PRELIMINARY STATEMENT
Plaintiffs Talipot and Tierra are private investment vehicles that invested a combined $20
million in Theia International Group LLC (“Theia”) in the hopes of profiting from a
revolutionary satellite technology that Theia was developing. The investments failed, and
Plaintiffs have now sued six different entities and individuals – but not Theia or the two
executives at Theia who spoke with Plaintiffs about their prospective investments and allegedly
lied to them – in an effort to get their money back.
·····
## Challenge
According to the preliminary statement, how much money did Talipot and Tierra invest in Theia combined? The material after this has no link to the preliminary statement.
·····
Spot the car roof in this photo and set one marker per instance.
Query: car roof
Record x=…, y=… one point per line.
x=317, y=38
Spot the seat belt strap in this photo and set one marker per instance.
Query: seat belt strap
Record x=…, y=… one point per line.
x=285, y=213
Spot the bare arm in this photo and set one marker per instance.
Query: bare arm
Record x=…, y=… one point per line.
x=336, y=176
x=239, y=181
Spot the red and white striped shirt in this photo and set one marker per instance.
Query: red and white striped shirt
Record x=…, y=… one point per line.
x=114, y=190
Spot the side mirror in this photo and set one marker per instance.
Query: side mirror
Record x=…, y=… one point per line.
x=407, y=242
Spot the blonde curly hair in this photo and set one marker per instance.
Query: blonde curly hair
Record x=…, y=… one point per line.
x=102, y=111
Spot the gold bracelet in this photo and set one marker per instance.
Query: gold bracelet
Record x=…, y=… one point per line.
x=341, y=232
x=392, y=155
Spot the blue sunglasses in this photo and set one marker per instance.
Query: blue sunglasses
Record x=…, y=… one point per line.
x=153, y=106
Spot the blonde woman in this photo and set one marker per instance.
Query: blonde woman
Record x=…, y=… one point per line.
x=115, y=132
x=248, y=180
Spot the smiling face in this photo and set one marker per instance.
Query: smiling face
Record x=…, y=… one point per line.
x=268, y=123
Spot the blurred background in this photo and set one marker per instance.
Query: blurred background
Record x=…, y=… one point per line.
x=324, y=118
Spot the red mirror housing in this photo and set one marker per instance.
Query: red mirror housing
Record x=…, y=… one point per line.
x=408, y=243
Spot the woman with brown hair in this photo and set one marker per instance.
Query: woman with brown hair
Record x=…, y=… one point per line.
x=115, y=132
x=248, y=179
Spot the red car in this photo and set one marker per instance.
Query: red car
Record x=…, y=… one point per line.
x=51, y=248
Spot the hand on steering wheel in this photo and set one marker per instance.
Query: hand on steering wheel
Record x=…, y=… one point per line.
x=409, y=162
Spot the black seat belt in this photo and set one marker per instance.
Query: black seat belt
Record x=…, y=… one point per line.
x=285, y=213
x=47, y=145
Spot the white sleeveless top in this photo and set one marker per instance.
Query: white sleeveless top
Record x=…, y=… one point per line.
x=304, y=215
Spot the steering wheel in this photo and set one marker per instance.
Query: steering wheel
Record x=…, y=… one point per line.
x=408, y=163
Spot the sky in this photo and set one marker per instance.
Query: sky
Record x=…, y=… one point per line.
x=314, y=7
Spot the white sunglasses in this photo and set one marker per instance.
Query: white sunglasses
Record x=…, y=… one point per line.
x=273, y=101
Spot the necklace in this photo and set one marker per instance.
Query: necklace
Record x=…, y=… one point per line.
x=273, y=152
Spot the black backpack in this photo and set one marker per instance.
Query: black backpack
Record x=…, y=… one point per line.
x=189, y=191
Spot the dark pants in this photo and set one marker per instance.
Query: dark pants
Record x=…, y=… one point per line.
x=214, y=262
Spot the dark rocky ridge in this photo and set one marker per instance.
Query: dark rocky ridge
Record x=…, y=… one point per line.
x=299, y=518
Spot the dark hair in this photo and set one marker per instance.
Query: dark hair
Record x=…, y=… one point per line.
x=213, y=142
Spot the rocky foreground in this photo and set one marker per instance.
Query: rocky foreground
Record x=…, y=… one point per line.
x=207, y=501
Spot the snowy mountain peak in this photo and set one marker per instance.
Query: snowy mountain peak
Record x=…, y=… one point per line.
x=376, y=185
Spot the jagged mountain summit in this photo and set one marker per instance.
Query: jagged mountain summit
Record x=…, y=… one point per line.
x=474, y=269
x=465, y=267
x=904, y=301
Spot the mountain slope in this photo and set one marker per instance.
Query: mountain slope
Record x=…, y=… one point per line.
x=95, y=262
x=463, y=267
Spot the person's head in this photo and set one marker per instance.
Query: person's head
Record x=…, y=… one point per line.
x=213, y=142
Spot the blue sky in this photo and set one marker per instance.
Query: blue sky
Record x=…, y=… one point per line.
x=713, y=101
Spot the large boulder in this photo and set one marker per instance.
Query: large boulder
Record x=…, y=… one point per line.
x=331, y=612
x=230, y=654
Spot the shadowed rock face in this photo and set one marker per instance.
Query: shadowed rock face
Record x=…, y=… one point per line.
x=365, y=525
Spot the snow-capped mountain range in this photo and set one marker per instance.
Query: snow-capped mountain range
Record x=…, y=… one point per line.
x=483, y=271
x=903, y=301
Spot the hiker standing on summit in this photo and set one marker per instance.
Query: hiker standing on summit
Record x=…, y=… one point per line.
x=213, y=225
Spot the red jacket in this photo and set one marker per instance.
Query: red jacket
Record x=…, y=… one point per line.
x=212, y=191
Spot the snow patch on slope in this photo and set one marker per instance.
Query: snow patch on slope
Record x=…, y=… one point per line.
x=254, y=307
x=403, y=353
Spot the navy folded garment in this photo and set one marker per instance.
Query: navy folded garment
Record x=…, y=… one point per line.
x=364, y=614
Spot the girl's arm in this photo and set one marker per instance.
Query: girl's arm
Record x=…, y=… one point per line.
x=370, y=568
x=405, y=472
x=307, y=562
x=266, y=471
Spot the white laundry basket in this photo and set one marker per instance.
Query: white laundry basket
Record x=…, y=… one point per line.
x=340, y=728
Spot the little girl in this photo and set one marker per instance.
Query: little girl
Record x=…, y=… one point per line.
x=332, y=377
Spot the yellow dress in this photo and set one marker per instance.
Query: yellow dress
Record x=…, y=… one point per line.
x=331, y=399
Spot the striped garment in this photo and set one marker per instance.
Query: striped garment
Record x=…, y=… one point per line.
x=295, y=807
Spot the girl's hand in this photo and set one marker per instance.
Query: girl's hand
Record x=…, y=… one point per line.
·····
## Answer to the problem
$20 million